═════ Task input ═════

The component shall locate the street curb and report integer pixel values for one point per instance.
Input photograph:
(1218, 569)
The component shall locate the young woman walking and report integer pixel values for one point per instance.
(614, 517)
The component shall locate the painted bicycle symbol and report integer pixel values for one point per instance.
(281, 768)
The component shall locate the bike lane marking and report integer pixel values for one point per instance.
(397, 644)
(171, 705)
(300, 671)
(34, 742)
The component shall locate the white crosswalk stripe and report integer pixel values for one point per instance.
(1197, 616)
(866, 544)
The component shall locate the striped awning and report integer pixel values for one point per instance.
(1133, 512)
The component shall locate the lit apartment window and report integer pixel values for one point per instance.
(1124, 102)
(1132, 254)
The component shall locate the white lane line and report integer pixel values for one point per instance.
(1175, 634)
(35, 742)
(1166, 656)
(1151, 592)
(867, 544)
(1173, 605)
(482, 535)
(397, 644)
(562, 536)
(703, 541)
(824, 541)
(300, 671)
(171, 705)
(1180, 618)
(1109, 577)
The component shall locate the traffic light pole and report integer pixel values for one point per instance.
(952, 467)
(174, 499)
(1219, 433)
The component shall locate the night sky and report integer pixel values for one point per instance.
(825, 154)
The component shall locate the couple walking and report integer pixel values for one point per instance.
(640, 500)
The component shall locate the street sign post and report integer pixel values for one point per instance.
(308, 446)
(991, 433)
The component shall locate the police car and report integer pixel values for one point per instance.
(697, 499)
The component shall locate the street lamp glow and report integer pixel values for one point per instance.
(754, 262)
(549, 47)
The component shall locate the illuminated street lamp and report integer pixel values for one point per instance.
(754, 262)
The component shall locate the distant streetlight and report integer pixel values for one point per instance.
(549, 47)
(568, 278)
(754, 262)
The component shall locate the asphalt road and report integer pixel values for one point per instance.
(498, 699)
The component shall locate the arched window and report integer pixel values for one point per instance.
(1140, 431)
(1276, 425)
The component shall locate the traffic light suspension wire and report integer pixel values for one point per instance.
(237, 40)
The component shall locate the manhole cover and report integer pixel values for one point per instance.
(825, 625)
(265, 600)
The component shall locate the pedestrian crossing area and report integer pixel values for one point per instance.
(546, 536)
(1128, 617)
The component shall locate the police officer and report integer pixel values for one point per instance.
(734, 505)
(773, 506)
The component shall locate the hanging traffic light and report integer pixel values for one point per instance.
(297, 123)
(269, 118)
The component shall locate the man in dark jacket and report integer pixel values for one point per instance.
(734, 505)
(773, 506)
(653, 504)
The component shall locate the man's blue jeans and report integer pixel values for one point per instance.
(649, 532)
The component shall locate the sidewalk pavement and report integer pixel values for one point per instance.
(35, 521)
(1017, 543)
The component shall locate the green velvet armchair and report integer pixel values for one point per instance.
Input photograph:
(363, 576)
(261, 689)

═════

• **Exercise aim**
Return every entry exactly as given.

• **Written solution**
The component shall locate the street curb and report integer pixel values for one point per instance.
Input photograph:
(1218, 569)
The component shall locate the young woman walking and report integer pixel values for one point per instance.
(614, 517)
The component shall locate the painted bicycle symbol and report integer pixel values for one point per instance.
(281, 768)
The component shall locate the bike lane marking and report integer pixel values for one point per instance.
(397, 644)
(171, 705)
(300, 671)
(34, 742)
The component shall locate the white crosswalk stripe and report integer pixel values for one point per instance.
(1197, 616)
(866, 544)
The component shall locate the striped awning and report integer pixel values for one point per instance.
(1133, 512)
The component shall locate the lit apartment window and report integer pixel values for one point per instance.
(1124, 102)
(1132, 254)
The component shall locate the white lane line and report integer pixel values for one point per instance.
(1175, 634)
(35, 742)
(1166, 656)
(1151, 592)
(867, 544)
(1173, 605)
(482, 535)
(397, 644)
(562, 536)
(703, 541)
(824, 541)
(300, 671)
(171, 705)
(1180, 618)
(1109, 577)
The component shall locate the traffic light pole and report integer pixel values for one point per instance.
(952, 467)
(174, 499)
(1219, 433)
The component shall locate the night sky and report integer pixel values for one point per instance.
(825, 154)
The component shall locate the couple walking and report integer pixel values for one point per instance.
(640, 500)
The component shall locate the street sign post and report integer pixel values for one point per instance.
(308, 446)
(991, 433)
The component shall locate the police car and report integer pixel values for one point per instance.
(697, 499)
The component shall locate the street lamp glow and report integer pixel values for one point per instance.
(754, 262)
(549, 47)
The component shall locate the illuminated street lamp and report integer pixel values for one point per instance.
(754, 262)
The component shall locate the distant streetlight and report integer pixel values for one point per instance.
(549, 47)
(568, 278)
(754, 262)
The component shall locate the asphalt road and report integer pixel values for one point per instance.
(498, 699)
The component shall locate the arched window and report integer pixel values for one point per instance.
(1140, 431)
(1276, 425)
The component shall locate the traffic light suspension wire and report integer pixel values for one point per instance.
(237, 40)
The component shall locate the manhole cover and report integer pixel values for one point per instance.
(825, 625)
(265, 600)
The component shall locate the pedestrian crossing area and report integer pixel values for one point per instance.
(546, 536)
(1128, 617)
The component shall locate the police officer and report integer pixel values for one point per instance.
(734, 505)
(773, 506)
The component shall locate the hanging traffic light and report integer pixel values for one point per instance.
(297, 123)
(269, 118)
The component shall locate the man in dark jacket and report integer pixel values for one point per instance.
(734, 505)
(773, 506)
(653, 504)
The component shall locate the man's blue jeans and report integer pixel values for one point per instance.
(649, 532)
The component shall locate the sidewalk pavement and report integer pixel values for one point per instance.
(35, 521)
(1017, 543)
The component shall locate the green velvet armchair and report integer pixel values for one point per instance.
Input photograph:
(363, 576)
(261, 689)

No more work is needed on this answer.